Objective
Below are some records; return each one exactly.

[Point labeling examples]
◇ ◇ ◇ ◇ ◇

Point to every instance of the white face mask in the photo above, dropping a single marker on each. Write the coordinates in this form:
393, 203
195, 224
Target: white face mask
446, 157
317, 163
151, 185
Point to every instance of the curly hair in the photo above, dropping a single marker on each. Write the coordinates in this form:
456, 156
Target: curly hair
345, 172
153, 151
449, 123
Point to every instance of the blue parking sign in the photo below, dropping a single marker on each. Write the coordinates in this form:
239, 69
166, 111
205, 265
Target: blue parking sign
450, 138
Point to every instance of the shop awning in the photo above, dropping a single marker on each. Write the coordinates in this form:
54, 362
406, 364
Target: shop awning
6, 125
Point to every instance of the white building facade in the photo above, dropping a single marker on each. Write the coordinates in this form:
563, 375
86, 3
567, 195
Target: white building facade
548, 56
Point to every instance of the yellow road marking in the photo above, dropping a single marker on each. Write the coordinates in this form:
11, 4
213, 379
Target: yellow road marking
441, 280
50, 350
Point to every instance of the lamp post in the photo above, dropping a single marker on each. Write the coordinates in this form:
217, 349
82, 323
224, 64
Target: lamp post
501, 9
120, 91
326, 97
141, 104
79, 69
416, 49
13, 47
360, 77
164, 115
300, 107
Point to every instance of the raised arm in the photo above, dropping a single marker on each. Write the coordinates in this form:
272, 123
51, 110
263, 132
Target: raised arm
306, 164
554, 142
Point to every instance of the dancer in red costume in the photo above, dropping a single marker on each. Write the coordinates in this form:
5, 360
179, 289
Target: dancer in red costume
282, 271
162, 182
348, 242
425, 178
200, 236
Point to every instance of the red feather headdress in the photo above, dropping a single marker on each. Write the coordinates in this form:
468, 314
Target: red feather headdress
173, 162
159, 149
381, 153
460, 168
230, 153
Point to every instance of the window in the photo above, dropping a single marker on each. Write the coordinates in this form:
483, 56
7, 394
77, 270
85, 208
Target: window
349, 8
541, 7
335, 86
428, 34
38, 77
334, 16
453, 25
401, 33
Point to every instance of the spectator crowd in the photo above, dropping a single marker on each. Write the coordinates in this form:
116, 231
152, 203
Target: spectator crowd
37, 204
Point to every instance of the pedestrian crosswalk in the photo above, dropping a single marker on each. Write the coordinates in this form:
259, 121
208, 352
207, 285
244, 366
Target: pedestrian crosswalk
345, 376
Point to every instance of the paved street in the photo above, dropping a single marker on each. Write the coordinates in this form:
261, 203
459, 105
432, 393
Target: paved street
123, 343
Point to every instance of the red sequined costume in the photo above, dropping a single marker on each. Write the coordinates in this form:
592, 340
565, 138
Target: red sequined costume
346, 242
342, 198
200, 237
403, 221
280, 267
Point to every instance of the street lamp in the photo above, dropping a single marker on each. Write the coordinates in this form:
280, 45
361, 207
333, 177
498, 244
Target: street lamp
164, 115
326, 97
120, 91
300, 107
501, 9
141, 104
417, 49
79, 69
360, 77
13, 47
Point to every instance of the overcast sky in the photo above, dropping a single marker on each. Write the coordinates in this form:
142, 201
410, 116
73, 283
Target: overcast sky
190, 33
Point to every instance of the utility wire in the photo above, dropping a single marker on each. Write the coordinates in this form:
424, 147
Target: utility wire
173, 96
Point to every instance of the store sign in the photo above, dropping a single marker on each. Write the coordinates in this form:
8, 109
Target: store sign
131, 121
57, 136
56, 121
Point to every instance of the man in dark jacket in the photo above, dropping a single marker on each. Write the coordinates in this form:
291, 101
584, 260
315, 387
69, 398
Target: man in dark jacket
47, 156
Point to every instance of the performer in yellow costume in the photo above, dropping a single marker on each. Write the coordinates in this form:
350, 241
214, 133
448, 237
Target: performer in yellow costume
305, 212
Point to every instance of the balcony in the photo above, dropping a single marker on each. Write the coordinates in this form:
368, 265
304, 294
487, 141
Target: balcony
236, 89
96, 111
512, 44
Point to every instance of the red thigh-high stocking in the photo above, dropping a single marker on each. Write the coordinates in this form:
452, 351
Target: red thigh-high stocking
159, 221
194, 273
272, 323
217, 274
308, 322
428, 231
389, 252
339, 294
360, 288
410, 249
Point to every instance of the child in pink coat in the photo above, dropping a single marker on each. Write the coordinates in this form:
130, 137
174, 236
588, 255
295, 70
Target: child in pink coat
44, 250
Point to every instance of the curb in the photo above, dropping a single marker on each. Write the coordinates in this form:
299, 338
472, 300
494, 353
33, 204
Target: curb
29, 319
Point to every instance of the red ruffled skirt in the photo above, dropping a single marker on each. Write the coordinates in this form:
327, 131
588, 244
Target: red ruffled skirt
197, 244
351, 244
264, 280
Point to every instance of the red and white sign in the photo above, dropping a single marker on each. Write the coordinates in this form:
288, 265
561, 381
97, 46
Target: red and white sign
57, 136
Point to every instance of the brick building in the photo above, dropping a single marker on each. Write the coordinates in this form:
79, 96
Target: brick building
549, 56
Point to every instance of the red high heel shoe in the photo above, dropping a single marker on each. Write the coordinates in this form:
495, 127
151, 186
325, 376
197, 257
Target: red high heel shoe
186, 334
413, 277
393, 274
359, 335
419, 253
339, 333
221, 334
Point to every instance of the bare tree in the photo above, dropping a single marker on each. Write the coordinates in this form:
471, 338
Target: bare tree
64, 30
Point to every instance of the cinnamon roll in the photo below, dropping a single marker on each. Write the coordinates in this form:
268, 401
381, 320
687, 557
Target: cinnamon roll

◇ ◇ ◇ ◇ ◇

Solution to the problem
Point to every instance of the white face mask in the photo above, dropping a single marker on each. Write the coordinates in this form:
393, 203
195, 224
Target: white face mask
446, 157
317, 163
151, 185
Point to every instance of the curly hair in the photo above, dropping a single marker on each. Write the coordinates in this form:
456, 156
Target: curly hair
345, 172
153, 151
449, 123
Point to every instance of the blue parking sign in the photo below, dropping a single marker on each. Write the coordinates in this form:
239, 69
166, 111
205, 265
Target: blue parking sign
450, 138
Point to every instance of the shop awning in the photo above, dropping a single marker on each. Write the coordinates in this form:
54, 362
406, 364
Target: shop awning
6, 125
Point to every instance of the white building facade in the photo above, dropping a single marker on each. Write the coordinates in this form:
563, 375
86, 3
567, 195
Target: white building facade
548, 56
Point to every instance of the yellow road marking in the photo above, dropping a single marker on each. Write the coordinates in this form:
11, 4
213, 379
Target: yellow road marking
441, 280
50, 350
Point to every instance of the lamp post in the photo above, dropping a single marker on each. Write the coordinates in this form:
217, 349
82, 323
224, 64
Target: lamp post
501, 9
120, 91
326, 97
141, 104
79, 69
416, 49
13, 47
360, 77
164, 115
300, 107
Point to every instance of the raised arm in the photo above, dropping a single marker on each. Write the coordinates in this form:
272, 123
51, 110
263, 132
Target: raised arm
306, 164
554, 142
Point to every instance of the dancer in red costume in the photo above, dropping a single marker on each. Write the coordinates in this form:
5, 360
179, 289
Target: dancer in red costume
282, 271
162, 182
348, 242
425, 178
200, 236
Point to every instance of the red feather headdress in the photo above, dropping a single marker on each. Write the coordinates in this form:
468, 314
Target: red feather headdress
173, 162
159, 149
381, 153
460, 168
230, 153
Point to every instance of the window in the photo above, dropping a single marker on each. Write the coordinates in this form:
483, 56
7, 394
77, 270
85, 208
Target: window
349, 8
541, 7
335, 86
428, 34
38, 77
334, 16
453, 25
401, 33
Point to every instance of the spectator crowd in the photo above, dropping a single marker on each. Write the coordinates in this form:
116, 231
152, 203
Target: spectator crowd
37, 204
Point to every instance of the pedestrian crosswalk in the photo above, dropping a single marker on each. Write the coordinates in this form:
259, 121
208, 352
207, 285
244, 366
Target: pedestrian crosswalk
345, 376
Point to every instance of the paved street in the photo above, dropping a single marker on each. Write the coordinates in this form:
261, 203
459, 105
432, 393
Target: paved street
123, 343
Point to every instance of the red sequined costume in the photo above, dropping a single marker on each. Write the coordinates in this form:
592, 340
565, 138
Target: red sequined costume
346, 242
342, 198
200, 237
403, 221
280, 267
Point to every instance of the street lamp in the photo above, dropping a single marker on each. Write the coordinates in this form:
280, 45
361, 207
333, 177
498, 244
Target: street lamp
164, 115
326, 97
120, 91
300, 107
501, 9
141, 104
417, 49
79, 69
360, 77
13, 47
Point to every instance of the overcast sky in the photo above, dropping a single marker on each. Write the coordinates in this form:
142, 201
410, 116
73, 283
Target: overcast sky
190, 33
Point to every instance of the utility wire in the photo above, dropping a single marker on each. Write the coordinates in this form:
424, 147
Target: utility wire
173, 96
Point to every instance of the store sign in the photo above, dropping a single marker on each. Write the coordinates in this form:
8, 109
Target: store sign
131, 121
57, 136
56, 121
Point to every instance of the man in dark jacket in the photo above, dropping a single marker on each. Write the coordinates in this form:
291, 101
584, 260
315, 387
69, 398
Target: man in dark jacket
47, 156
Point to every instance of the performer in yellow costume in the photo above, dropping a single marker on each. Write the coordinates in this form:
350, 241
214, 133
448, 237
Target: performer in yellow costume
305, 212
Point to every instance of the balcony in the photo above, dropping a single marker on each. Write the coordinates in this form:
368, 265
304, 294
487, 141
Target: balcony
236, 89
96, 111
512, 44
Point to every instance of the red thigh-high stocking in the photo above, dropping a single marker on each. Write the coordinates in this form:
452, 351
Target: red thigh-high stocking
159, 221
194, 273
272, 323
217, 274
308, 322
428, 231
389, 252
339, 294
360, 288
410, 249
Point to every instance of the child in pink coat in the photo above, dropping a single marker on each. Write the coordinates in this form:
130, 137
174, 236
588, 255
295, 70
Target: child in pink coat
44, 250
Point to every instance of the curb in the photo above, dropping a single marker on each. Write the coordinates in this form:
299, 338
472, 300
494, 353
33, 204
Target: curb
29, 319
Point to every instance of the red ruffled skirt in the photo above, dropping a single marker on each. Write the coordinates in this form:
327, 131
588, 244
Target: red ruffled skirt
197, 244
351, 244
264, 280
Point to every instance of the red and white sign in the photo above, dropping a single marker on each. Write the coordinates in this form:
288, 265
561, 381
97, 46
Target: red and white sign
57, 136
Point to every instance of the brick building in the photo above, dropping a single marker on each. Write the coordinates in this form:
79, 96
Target: brick building
549, 56
Point to every instance of the red high heel shoe in the photo above, dropping a single marker on each. Write the coordinates in this form:
495, 127
151, 186
325, 376
197, 257
Target: red high heel shoe
186, 334
413, 277
393, 274
359, 335
419, 253
339, 333
221, 334
Point to every instance of the bare tree in the photo above, dropping a single marker on each. Write the coordinates in this form:
471, 338
Target: bare tree
64, 30
Point to every instance of the cinnamon roll in the photo below, dropping a single marker on each. Write the coordinates in this form:
268, 401
381, 320
687, 557
Target: cinnamon roll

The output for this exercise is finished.